Cheras Highway, Federal Route 1 also known as Cheras Road and Loke Yew Road is a major highway in Kuala Lumpur, Malaysia.

History

This highway was upgraded in 1988 by Metramac Corporation Sdn.Bhd. The Cheras Road toll plaza began operation from 1 September 1990. After being suspended a year later before reopening on 15 September 1991, toll charges reduced by 50 percent from the usual RM1. After many complaints and traffic jams, the toll plaza was abolished on 14 September 2003 and replaced by Taman Midah MRT station on 17 July 2017.  Today, the highway is maintained by Kuala Lumpur City Hall (DBKL).

Due to the congestion that clogged the Cheras Highway, two projects were led by the Kuala Lumpur City Hall (DBKL). These included an underpass from the Cheras–Kajang Expressway to Taman Connaught and flyovers  to Taman Len Seng and Alam Damai. It was opened on 14 April 2008. Other projects are Bulatan Cheras–Bandar Tun Razak roundabout underpass from Cheras Highway to Cheras Road and Jalan Tenteram was opened on 2010. The Sungai Buloh–Kajang MRT line runs along much of the highway, starting from Taman Pertama MRT station, past the Taman Connaught interchange and along the Cheras-Kajang Expressway to Kajang.

········

GIVEN EXERCISE A:
Summarize the passage on Cheras Highway in two sentences.

[Object location annotation data]
········

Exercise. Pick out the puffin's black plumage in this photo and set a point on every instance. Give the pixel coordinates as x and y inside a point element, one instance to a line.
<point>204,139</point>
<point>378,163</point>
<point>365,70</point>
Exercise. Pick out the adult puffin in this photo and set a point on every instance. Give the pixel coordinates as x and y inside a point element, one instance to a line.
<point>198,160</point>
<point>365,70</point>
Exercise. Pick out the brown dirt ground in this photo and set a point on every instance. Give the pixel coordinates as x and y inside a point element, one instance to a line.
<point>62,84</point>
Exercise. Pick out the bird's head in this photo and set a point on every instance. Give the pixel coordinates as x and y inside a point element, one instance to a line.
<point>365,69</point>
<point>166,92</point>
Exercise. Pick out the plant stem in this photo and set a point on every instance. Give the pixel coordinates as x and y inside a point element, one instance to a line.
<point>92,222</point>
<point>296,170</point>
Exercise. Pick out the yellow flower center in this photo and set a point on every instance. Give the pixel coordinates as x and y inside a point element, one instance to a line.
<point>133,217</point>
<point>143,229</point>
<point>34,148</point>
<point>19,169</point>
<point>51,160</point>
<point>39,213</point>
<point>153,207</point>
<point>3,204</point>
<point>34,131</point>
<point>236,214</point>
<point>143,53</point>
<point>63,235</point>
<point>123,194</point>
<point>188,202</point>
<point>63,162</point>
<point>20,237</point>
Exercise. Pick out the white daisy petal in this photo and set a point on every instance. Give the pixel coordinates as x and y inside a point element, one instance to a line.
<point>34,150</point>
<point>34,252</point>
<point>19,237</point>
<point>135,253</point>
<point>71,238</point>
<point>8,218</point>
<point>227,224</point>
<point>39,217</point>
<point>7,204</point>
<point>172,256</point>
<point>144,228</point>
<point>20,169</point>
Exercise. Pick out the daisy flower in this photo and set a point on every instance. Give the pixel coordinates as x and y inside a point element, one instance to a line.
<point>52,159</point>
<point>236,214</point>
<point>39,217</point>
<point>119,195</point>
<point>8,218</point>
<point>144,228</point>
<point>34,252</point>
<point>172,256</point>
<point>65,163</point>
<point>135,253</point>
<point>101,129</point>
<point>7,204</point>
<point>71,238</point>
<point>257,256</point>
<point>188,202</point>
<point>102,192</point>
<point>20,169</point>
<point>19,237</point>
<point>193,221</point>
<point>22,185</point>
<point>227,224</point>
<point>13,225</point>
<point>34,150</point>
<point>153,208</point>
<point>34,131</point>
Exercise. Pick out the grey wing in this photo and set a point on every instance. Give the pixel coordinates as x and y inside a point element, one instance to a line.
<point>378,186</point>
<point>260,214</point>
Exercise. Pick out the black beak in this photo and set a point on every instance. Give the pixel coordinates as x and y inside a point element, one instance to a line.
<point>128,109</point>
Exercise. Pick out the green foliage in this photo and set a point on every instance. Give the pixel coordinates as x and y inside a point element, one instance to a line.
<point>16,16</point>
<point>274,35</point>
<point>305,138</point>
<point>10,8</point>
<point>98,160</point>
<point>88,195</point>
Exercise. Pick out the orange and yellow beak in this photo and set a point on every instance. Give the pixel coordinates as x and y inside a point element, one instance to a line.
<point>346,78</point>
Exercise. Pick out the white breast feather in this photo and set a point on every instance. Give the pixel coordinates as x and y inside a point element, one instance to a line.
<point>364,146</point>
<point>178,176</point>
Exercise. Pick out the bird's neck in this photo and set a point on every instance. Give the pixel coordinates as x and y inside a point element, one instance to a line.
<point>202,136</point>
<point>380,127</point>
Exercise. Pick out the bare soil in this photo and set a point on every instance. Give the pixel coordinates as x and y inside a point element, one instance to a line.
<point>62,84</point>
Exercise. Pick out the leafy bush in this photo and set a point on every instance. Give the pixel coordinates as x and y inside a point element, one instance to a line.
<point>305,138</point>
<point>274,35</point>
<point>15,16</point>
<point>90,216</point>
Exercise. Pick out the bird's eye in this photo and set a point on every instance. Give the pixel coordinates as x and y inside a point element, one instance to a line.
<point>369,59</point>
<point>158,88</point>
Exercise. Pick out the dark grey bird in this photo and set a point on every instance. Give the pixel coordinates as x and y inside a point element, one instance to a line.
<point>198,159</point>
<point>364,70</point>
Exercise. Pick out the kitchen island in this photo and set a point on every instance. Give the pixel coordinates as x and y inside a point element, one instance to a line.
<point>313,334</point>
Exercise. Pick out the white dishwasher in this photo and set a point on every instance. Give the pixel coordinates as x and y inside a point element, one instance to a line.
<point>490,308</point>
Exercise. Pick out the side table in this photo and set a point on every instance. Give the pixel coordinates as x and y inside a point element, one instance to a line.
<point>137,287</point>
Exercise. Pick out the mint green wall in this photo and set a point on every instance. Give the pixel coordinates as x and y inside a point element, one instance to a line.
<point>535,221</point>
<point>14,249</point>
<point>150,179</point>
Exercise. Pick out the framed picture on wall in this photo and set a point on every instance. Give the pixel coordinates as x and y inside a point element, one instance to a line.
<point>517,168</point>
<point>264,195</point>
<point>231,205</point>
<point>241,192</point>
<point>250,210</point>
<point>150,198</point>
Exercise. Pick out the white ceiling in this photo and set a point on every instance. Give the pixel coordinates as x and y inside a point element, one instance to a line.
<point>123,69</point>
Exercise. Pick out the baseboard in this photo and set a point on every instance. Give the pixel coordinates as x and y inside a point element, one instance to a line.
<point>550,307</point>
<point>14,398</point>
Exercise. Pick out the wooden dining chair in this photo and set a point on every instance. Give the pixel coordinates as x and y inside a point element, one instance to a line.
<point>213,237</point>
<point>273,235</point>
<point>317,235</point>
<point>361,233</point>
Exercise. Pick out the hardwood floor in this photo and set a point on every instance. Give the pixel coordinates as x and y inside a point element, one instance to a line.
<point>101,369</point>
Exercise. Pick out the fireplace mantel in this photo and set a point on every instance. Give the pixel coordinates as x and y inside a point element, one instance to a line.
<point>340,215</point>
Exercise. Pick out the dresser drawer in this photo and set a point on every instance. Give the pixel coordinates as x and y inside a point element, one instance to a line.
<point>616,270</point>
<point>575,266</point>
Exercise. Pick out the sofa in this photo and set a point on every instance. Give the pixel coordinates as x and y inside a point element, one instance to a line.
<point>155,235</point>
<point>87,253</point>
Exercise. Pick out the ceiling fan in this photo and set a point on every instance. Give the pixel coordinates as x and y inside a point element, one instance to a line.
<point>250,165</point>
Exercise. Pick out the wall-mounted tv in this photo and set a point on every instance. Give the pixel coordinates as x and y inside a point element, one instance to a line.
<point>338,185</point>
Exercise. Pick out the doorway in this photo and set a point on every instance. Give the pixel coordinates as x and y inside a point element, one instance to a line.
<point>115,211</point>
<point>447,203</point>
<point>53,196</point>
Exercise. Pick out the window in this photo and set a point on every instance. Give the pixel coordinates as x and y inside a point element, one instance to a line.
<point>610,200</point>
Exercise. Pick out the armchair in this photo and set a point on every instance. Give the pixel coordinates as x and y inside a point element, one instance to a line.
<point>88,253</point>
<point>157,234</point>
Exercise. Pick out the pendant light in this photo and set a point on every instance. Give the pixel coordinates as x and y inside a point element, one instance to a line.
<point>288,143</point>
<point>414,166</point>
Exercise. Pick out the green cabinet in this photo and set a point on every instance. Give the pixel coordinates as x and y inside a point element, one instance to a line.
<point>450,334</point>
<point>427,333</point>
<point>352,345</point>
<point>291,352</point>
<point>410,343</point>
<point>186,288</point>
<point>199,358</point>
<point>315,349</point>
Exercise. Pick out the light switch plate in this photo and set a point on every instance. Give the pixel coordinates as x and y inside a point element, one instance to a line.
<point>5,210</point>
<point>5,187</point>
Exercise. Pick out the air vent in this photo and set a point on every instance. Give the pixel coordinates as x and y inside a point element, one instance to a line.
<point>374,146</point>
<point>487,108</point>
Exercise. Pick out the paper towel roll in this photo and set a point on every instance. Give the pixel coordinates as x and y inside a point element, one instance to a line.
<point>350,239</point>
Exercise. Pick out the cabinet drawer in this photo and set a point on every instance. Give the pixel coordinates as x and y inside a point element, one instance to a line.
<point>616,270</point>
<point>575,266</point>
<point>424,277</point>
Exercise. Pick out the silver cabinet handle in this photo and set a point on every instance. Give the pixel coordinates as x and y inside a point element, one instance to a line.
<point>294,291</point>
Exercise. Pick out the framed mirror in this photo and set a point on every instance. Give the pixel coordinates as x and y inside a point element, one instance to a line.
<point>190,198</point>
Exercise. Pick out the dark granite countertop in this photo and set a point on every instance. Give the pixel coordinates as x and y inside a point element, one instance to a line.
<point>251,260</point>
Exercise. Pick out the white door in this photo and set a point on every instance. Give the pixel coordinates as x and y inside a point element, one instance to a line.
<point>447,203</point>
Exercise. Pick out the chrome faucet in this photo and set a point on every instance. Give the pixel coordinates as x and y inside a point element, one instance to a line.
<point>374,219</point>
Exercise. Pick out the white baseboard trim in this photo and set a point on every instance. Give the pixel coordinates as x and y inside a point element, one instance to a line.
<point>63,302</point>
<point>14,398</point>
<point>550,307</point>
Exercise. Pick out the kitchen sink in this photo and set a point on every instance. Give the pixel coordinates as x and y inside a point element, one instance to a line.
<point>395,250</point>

········

GIVEN EXERCISE B:
Copy out word for word the part of the rows that opens with the line containing "Exercise. Pick out the silver" and closes with the line containing "<point>374,219</point>". Include both of those lines.

RESULT A:
Cheras Highway, Federal Route 1, is a major highway in Kuala Lumpur, Malaysia, that Metramac Corporation Sdn. Bhd. upgraded in 1988. Its toll plaza was abolished on 14 September 2003 after many complaints and traffic jams, and because of congestion, Kuala Lumpur City Hall (DBKL), which now maintains the highway, led projects including an underpass to Taman Connaught and flyovers to Taman Len Seng and Alam Damai that opened on 14 April 2008.

RESULT B:
Exercise. Pick out the silver cabinet handle in this photo and set a point on every instance. Give the pixel coordinates as x and y inside a point element, one instance to a line.
<point>294,291</point>
Exercise. Pick out the framed mirror in this photo and set a point on every instance. Give the pixel coordinates as x and y inside a point element, one instance to a line.
<point>190,198</point>
Exercise. Pick out the dark granite countertop in this photo and set a point on every instance. Give the pixel coordinates as x and y inside a point element, one instance to a line.
<point>251,260</point>
Exercise. Pick out the white door in this photo and set a point on every instance. Give the pixel coordinates as x and y inside a point element, one instance to a line.
<point>447,203</point>
Exercise. Pick out the chrome faucet in this photo and set a point on every instance. Give the pixel coordinates as x and y inside a point element, one instance to a line.
<point>374,219</point>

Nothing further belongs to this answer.